──────── Data provided ────────

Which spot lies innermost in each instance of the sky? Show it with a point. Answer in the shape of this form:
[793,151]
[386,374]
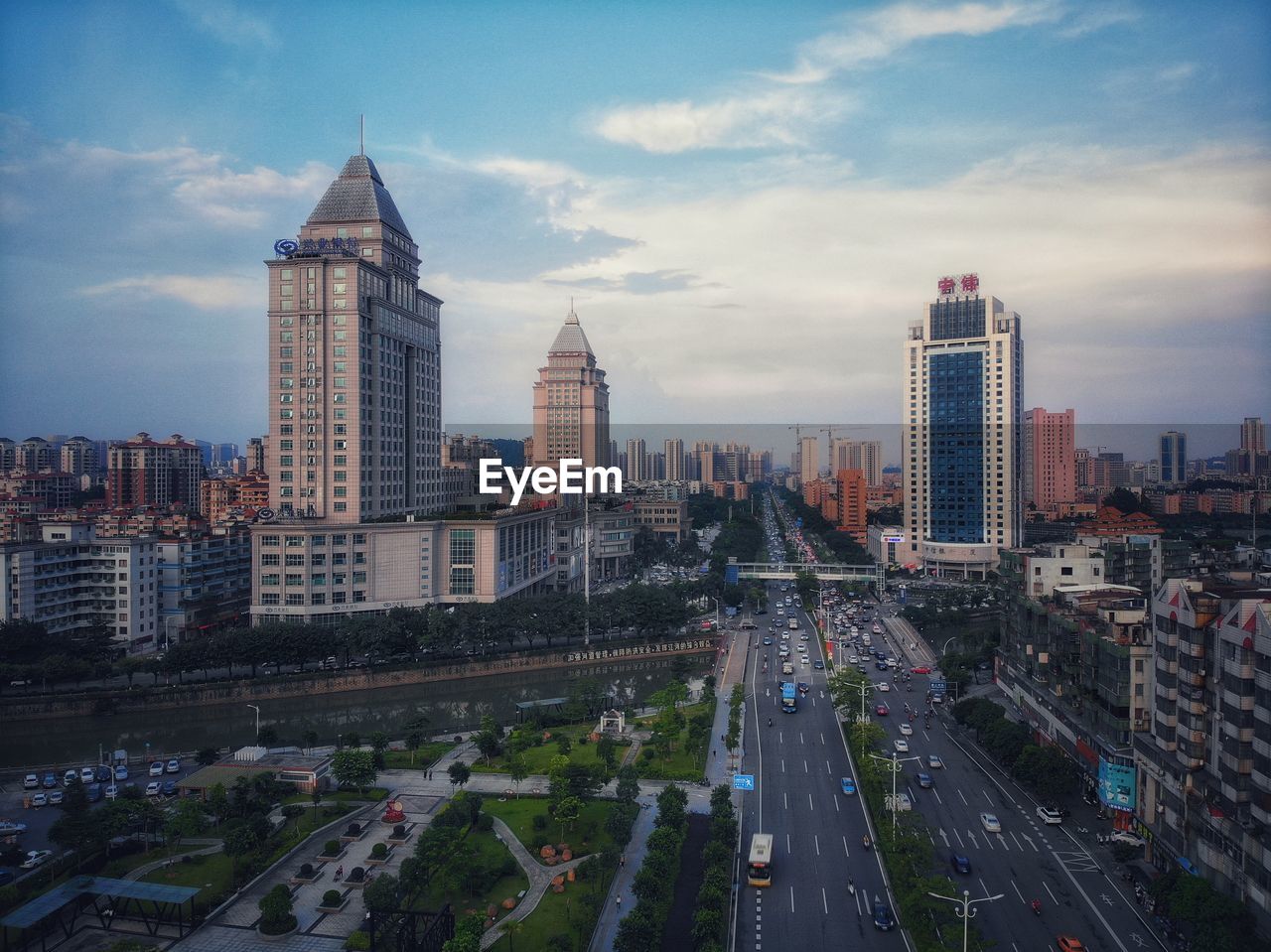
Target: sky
[748,203]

────────

▶ [Assigned task]
Pictures aside, reproduce the listing above exactly.

▶ [Answer to this problem]
Which spot lies innermost in each instance of the sky? Show it with a point. Answer in the shape of this form:
[793,151]
[386,374]
Target: sky
[748,203]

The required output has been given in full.